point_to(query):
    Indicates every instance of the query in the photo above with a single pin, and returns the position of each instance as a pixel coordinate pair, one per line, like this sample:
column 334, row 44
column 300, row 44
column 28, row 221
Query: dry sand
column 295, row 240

###

**WRITTEN REQUEST**
Swap "pin" for "marker" throughout the entries above, leaving everything else as it stands.

**TASK RESULT**
point_to(query):
    Indicates every instance of the query in the photo above with a single marker, and returns the position of each instance as a pixel coordinate pair, one per line, like this sample:
column 334, row 44
column 300, row 44
column 28, row 221
Query: dry sand
column 295, row 240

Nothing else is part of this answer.